§ TEXTAUSZUG:
Islam und westliche Kunst - bei der Neugestaltung der Türme der Zentrumsmoschee durch Künstler Boran Burchhardt harmoniert das sehr gut.
Hamburg. Ein Hamburger Künstler verwandelt die große Moschee in St. Georg in ein Kunstobjekt und verziert deren Minarette mit Fußballsymbolen. Die Meldung klingt, als stehe der islamischen Gemeinde eine mittelschwere Kulturrevolution ins Haus. Weiß man doch, dass es andernorts zwischen westlichen Künstlern und islamischen Gläubigen immer mal wieder zu, sagen wir mal, Missverständnissen gekommen ist. Doch von Missverständnissen kann diesmal keine Rede sein, zwischen dem Künstler Boran Burchhardt und der islamischen Gemeinde der Hamburger Zentrumsmoschee herrscht schönstes Einvernehmen.
"Darf ich Ihr Minarett bemalen?", mit dieser Frage hatte sich Boran Burchhardt 2007 tatsächlich an Ramazan Ucar, den Imam und Ersten Vorsitzenden der Gemeinde, gewandt. Burchhardt (Jahrgang 1973) gehörte damals zu einer Gruppe von zehn Künstlern, die in der Gegend um den Steindamm Projekte verwirklichen wollten, die sich mit dem Stadtraum auseinandersetzen. Dass aus der Minarett-Idee tatsächlich etwas werden könnte, daran hatte Burchhardt damals selbst nicht recht geglaubt. Doch der Imam hörte ihm interessiert zu und fragte schließlich, warum er nicht alle beiden Minarette bemalen wolle.

§ DATENTEIL:
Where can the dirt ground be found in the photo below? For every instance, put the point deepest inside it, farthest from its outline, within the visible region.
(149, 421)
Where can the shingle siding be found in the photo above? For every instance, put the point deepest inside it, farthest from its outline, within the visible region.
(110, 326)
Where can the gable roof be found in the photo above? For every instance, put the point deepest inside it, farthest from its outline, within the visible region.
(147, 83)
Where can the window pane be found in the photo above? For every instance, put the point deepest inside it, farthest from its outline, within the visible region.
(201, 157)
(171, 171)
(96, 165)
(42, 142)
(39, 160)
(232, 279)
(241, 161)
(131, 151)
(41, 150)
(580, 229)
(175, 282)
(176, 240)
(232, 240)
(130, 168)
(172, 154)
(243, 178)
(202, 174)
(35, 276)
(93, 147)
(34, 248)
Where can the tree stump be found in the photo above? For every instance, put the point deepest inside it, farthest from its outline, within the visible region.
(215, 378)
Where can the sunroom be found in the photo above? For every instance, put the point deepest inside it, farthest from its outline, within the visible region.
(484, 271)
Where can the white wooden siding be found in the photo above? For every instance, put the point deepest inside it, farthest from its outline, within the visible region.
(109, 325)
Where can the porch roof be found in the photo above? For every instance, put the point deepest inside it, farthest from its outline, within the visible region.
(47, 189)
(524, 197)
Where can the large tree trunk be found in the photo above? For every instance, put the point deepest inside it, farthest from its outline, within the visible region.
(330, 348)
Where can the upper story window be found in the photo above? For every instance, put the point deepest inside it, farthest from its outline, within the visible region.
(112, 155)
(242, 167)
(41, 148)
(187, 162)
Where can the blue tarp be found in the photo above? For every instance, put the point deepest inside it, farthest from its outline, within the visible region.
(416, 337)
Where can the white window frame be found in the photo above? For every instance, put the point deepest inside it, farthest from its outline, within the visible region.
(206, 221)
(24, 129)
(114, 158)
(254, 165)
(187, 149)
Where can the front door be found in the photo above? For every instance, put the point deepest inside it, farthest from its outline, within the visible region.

§ AUFGABENSTELLUNG:
1. An wen richtete Boran Burchhardt laut dem Artikel über die Hamburger Zentrumsmoschee im Jahr 2007 seine Frage nach dem Bemalen des Minaretts?
2. Setze den Artikel über die Hamburger Zentrumsmoschee im gleichen Stil nach seinem letzten Satz fort.

§ LÖSUNGEN:
1. An Ramazan Ucar, den Imam und Ersten Vorsitzenden der Gemeinde.

2.
Natürlich hatte Ucar das nicht allein zu entscheiden, und es blieb auch nicht bei Burchhardts ursprünglicher Idee. Eigentlich hatte er das Minarett nur weiß streichen wollen, es ging ihm um den Gestus des Tuns als künstlerisches Projekt. Als er bei einem Gespräch mit dem Gemeindevorstand eine Mappe mit eigenen Arbeiten zeigte, fanden die Auftraggeber seine ornamentalen Motive interessant. Schließlich einigte man sich auf ein Sechseck in Grün und Weiß, das beide Türme überziehen sollte.
Westliche Betrachter assoziieren mit dem Hexagon sofort ein Fußballsymbol. Am Turm des Michel wäre das schwer vorstellbar, noch dazu in Grün-Weiß, den Farben von Werder Bremen. Die islamische Gemeinde sieht das sehr viel lockerer. "Dass das Ornament an Fußball erinnert, nehmen wir billigend in Kauf", meint Ahmet Yazici, der Zweite Vorsitzende der Gemeinde. Und der Iman fügt hinzu, dass Grün und Weiß die Farben des Fußballvereins seiner Heimatstadt Giresun sind. "Vor allem aber ist Grün die Lieblingsfarbe des Propheten", sagt Ucar, der mit dem Hexagon auch noch ganz andere Assoziationen verbindet: "Es erinnert mich an Waben. Wie Bienen Honig produzieren, sollen auch unsere Imame mit ihren Worten Honig hervorbringen."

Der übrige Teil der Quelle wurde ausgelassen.